_Page text_:
DiPalma looks toward future

by Kate Paulman

Maria DiPalma has never been one to look at the glass as half-empty.

“I’m a fairly optimistic person,” Music Department Chair DiPalma said. “I’m the one who sees the glass half-full.”

DiPalma was diagnosed with breast cancer in January 2003. Since her diagnosis, she has undergone a biopsy, a removal of cancerous tissue; chemotherapy and will begin radiation treatment in the summer.

DiPalma said she had problems with cysts when she was younger and that made her diagnosis more realistic, but not easier.

“Breast cancer for a woman is like your worst nightmare,” DiPalma said. “It’s not like you take an antibiotic for 10 days and you’re fine. It’s actually something that I’m going to have basically the rest of my life. I’m in chemotherapy now and they’re trying to eliminate whatever else might be floating around in my body. But it’s one of those things that you just never know if you’re really cured or if sometime in the future it’s going to come back. The chemotherapy is eight treatments and I’ve just had my third.”

Over 20,000 new breast cancer cases are diagnosed in the United States. every year and there are more than 2 million survivors today, according to the National Association of Breast Cancer Organizations.

“I tend to try to look toward the positive,” DiPalma said. “I try to see the horizon when all of this is going to be over and my hair grows back.”

DiPalma said there was no time wasted between diagnosis and treatment.

“It was just one thing after another,” she said. “Things kind of happen fast. Once I went to the doctor and they thought I should get a mammogram, the next day I was in the surgeon’s office and he was saying, ‘OK, we need to do this biopsy.’ You don’t have a lot of time to think because you want to have action taken. There’s not a lot of time wasted.”

DiPalma took two weeks off from teaching to have surgery. While recovering, she gave limited voice lessons at home and has since been back the rest of the semester.

_Try it_:
Continue the article about Maria DiPalma's breast cancer treatment, starting after its last sentence.

_Supplied records_:

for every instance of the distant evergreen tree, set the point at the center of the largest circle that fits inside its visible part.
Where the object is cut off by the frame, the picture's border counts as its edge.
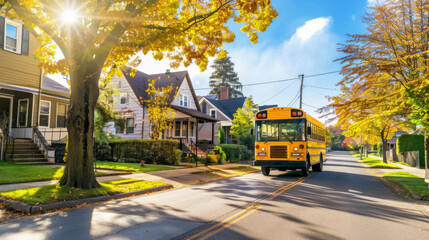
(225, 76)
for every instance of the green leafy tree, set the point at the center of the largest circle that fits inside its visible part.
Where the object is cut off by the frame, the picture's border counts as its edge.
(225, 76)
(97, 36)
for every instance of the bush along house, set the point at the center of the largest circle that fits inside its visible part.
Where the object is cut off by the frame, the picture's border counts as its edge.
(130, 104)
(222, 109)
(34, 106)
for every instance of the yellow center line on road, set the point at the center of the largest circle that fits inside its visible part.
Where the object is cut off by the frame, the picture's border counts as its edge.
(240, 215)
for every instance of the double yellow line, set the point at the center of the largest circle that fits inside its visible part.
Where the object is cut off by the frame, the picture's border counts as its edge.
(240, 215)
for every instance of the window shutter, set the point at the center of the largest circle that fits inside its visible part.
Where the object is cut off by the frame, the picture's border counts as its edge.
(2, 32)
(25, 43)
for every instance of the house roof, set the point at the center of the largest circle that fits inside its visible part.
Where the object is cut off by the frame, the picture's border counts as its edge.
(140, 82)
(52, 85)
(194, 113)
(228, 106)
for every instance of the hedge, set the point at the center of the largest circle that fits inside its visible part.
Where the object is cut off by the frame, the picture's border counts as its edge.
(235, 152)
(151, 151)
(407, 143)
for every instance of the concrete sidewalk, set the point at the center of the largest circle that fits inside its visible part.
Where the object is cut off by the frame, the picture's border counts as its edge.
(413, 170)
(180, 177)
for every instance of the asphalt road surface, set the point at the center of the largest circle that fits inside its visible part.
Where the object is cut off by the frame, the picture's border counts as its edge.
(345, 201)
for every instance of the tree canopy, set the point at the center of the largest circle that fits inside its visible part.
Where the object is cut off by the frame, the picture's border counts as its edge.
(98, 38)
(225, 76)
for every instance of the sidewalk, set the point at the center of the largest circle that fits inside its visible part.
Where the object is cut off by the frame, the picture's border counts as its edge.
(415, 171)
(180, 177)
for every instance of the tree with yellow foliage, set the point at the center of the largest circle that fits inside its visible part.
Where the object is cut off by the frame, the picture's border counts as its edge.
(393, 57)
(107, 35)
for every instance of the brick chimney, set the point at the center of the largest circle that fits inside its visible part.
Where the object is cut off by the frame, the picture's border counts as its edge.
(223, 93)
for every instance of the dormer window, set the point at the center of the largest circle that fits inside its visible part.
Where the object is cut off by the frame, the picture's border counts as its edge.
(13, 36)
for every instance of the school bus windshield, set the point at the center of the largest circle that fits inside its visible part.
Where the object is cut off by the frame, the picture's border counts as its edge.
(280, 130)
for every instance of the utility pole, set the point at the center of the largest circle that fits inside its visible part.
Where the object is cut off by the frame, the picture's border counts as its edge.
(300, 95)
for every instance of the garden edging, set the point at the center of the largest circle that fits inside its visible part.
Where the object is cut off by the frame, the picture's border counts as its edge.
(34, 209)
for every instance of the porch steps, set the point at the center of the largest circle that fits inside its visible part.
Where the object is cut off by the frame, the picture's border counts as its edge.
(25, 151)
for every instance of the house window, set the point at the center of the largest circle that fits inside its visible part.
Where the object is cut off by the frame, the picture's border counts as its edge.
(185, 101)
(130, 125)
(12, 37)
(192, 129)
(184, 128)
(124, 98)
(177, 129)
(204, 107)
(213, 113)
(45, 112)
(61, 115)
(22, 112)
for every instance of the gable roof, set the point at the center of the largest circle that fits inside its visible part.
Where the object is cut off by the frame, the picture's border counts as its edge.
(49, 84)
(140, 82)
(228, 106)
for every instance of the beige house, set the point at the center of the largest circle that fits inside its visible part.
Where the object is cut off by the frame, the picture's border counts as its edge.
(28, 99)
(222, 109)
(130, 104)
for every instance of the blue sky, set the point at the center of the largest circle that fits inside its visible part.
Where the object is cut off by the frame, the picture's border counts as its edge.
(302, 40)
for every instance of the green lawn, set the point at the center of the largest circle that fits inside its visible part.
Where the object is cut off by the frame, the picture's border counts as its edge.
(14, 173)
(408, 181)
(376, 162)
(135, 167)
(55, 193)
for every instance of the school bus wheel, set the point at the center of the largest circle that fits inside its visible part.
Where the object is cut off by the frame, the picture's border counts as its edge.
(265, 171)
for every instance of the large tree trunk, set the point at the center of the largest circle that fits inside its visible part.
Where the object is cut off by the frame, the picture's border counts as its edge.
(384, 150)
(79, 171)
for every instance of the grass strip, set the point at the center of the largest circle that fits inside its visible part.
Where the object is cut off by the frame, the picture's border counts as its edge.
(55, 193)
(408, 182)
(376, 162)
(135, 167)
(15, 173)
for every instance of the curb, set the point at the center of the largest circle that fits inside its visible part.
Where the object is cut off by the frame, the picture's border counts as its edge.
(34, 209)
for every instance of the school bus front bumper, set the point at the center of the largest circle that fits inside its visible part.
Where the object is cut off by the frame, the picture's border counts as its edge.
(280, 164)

==

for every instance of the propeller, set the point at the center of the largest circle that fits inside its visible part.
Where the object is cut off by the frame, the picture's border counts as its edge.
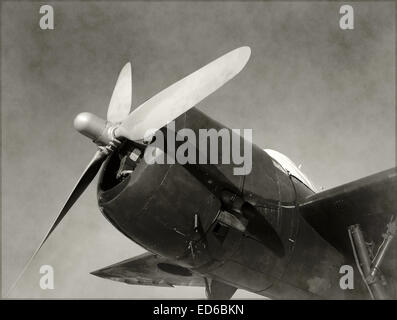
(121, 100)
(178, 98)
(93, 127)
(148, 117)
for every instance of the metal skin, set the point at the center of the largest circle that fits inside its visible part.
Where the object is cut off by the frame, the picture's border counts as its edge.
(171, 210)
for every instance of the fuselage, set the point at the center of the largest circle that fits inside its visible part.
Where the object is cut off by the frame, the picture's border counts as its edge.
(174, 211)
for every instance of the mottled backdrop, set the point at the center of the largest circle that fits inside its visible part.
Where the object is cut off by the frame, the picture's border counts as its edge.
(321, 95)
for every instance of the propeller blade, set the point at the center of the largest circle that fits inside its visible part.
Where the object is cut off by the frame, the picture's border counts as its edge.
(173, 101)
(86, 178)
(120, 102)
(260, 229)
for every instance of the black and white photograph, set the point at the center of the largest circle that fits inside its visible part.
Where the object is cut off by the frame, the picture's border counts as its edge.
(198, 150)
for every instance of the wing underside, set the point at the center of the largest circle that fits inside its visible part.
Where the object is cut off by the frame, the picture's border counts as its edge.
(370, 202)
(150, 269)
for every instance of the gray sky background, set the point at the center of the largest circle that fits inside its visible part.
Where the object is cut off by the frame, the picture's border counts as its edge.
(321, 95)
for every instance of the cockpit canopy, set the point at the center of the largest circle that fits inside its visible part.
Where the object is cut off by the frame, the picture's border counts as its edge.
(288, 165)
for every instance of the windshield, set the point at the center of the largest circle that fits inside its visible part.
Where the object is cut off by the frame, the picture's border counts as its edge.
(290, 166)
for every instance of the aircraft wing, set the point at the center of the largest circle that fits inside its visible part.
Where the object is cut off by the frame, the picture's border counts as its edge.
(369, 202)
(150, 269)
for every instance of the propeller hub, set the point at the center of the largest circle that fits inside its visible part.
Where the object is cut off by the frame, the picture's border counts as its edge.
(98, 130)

...

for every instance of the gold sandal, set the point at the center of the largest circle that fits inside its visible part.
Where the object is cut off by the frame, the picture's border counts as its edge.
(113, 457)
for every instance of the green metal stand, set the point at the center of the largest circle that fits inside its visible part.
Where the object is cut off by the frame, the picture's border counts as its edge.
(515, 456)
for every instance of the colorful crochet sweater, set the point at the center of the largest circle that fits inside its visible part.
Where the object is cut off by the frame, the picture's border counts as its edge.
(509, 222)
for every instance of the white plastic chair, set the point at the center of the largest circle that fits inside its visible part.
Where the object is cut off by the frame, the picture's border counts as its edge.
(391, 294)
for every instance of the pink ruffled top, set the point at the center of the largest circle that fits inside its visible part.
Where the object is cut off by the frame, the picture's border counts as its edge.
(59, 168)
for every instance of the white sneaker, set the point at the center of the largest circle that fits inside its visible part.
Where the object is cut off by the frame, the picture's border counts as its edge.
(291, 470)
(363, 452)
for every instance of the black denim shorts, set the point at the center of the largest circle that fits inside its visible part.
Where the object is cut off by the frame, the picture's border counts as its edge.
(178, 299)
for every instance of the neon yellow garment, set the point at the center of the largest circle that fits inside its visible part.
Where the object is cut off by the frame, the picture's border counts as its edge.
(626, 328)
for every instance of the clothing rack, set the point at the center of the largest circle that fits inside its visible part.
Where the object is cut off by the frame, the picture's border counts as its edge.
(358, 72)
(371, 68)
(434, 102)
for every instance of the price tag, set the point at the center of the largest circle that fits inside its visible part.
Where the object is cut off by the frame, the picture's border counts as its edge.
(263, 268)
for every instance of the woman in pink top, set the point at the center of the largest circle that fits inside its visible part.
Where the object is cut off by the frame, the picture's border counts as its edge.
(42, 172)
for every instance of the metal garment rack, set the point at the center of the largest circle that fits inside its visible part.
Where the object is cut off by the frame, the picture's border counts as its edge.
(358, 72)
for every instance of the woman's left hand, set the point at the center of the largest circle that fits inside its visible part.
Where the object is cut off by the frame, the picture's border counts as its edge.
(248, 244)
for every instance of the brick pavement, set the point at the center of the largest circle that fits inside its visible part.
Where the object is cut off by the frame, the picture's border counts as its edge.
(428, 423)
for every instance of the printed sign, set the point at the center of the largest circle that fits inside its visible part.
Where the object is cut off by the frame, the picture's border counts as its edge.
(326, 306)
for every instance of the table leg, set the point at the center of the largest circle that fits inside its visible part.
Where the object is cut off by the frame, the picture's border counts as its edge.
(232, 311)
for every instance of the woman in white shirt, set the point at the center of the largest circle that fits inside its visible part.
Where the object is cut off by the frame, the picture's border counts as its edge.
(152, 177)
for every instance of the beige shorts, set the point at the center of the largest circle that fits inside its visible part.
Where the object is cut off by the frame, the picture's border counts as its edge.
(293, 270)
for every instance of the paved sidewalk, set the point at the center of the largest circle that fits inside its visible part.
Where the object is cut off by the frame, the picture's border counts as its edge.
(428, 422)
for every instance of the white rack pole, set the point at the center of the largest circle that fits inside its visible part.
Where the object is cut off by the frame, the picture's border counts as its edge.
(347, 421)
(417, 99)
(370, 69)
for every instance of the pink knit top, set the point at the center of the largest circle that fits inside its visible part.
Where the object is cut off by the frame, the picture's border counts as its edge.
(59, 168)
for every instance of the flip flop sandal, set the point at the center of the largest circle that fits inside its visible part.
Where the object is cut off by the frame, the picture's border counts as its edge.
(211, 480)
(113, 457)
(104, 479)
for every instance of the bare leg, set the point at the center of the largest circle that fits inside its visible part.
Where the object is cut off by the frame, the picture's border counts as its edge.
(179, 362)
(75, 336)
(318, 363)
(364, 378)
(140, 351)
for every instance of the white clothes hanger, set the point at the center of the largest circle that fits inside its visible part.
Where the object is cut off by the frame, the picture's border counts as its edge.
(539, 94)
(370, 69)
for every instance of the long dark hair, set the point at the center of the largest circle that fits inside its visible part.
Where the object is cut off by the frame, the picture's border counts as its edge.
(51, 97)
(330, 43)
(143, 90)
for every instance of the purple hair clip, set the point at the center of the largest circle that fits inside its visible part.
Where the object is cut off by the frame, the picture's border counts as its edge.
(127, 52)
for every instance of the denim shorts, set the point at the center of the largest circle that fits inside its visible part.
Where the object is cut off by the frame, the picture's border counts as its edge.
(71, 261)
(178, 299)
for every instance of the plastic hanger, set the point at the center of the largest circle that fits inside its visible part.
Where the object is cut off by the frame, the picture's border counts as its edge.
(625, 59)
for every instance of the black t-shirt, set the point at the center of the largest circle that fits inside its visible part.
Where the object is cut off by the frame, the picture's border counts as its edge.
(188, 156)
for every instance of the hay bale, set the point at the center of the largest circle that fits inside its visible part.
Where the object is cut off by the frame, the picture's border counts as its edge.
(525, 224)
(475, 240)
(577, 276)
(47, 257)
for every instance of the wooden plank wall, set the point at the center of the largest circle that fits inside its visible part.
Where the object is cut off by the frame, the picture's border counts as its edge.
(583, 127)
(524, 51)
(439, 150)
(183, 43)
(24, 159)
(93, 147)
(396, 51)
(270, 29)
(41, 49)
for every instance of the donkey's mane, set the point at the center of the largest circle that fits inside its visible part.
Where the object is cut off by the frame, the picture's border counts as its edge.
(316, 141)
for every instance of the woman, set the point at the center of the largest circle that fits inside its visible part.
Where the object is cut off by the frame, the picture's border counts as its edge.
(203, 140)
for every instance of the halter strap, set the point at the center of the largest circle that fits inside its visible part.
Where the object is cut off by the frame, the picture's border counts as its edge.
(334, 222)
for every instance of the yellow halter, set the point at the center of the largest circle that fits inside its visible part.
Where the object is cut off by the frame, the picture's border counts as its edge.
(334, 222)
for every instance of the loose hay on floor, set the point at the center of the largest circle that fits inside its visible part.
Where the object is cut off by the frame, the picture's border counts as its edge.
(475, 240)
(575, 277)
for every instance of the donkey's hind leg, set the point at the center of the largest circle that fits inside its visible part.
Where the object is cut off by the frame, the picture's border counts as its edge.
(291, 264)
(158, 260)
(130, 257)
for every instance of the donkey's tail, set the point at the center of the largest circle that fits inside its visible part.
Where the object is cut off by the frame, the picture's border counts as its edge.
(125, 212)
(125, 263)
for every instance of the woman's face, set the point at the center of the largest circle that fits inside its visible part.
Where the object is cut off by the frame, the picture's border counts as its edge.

_Task output_:
“Everyone’s been really supportive, that’s been really terrific,” DiPalma said. “The administration has been really accommodating about the fact that I do have to kind of cut back a little bit. People over here in the department and other faculty have picked up loose ends that I haven’t been able to accomplish.”

DiPalma said that her students also helped pick up the slack.

“This semester I have only voice students rather than classes so it’s all one-on-one lessons,” she said. “My students have really pulled through. They’ve done a lot of practicing and work on their own because I’ve had to miss some of their lessons. I’m very grateful for all of that.”

Yet despite the support, she said she has to remember to take it easy.

“I guess the worst part is just the stress on your body,” DiPalma said. “You’ve got the shock of the whole reality of the thing, then you’ve got surgery and then you’re still recovering from that when you start chemotherapy, which is itself a pretty powerful thing.”

DiPalma’s doctor told her to remember the implications of her treatment.

“My doctor says, ‘Don’t ever forget that you’re being poisoned,'” DiPalma said. “‘So even on days that you’re feeling good you have to remember to not go too far. Your cells are being poisoned throughout your whole body. You have to remember to be careful’.”

Despite harsh treatments, DiPalma still manages to see the bright side.

“It certainly is devastating, but it’s not the end of the world,” DiPalma said. “You have to be thinking that this is all leading up to eventually being cured. We have to keep looking forward.”